(Region pointing data)
Start of Block

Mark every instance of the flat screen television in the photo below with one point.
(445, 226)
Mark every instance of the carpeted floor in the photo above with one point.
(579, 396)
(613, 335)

End of Block

» TASK TO COMPLETE: What you return should match every line above exactly.

» WRITTEN ANSWER:
Mark every instance of the flat screen television in the photo below with one point.
(445, 226)
Mark every instance of the carpeted floor in the photo above with one point.
(579, 396)
(613, 335)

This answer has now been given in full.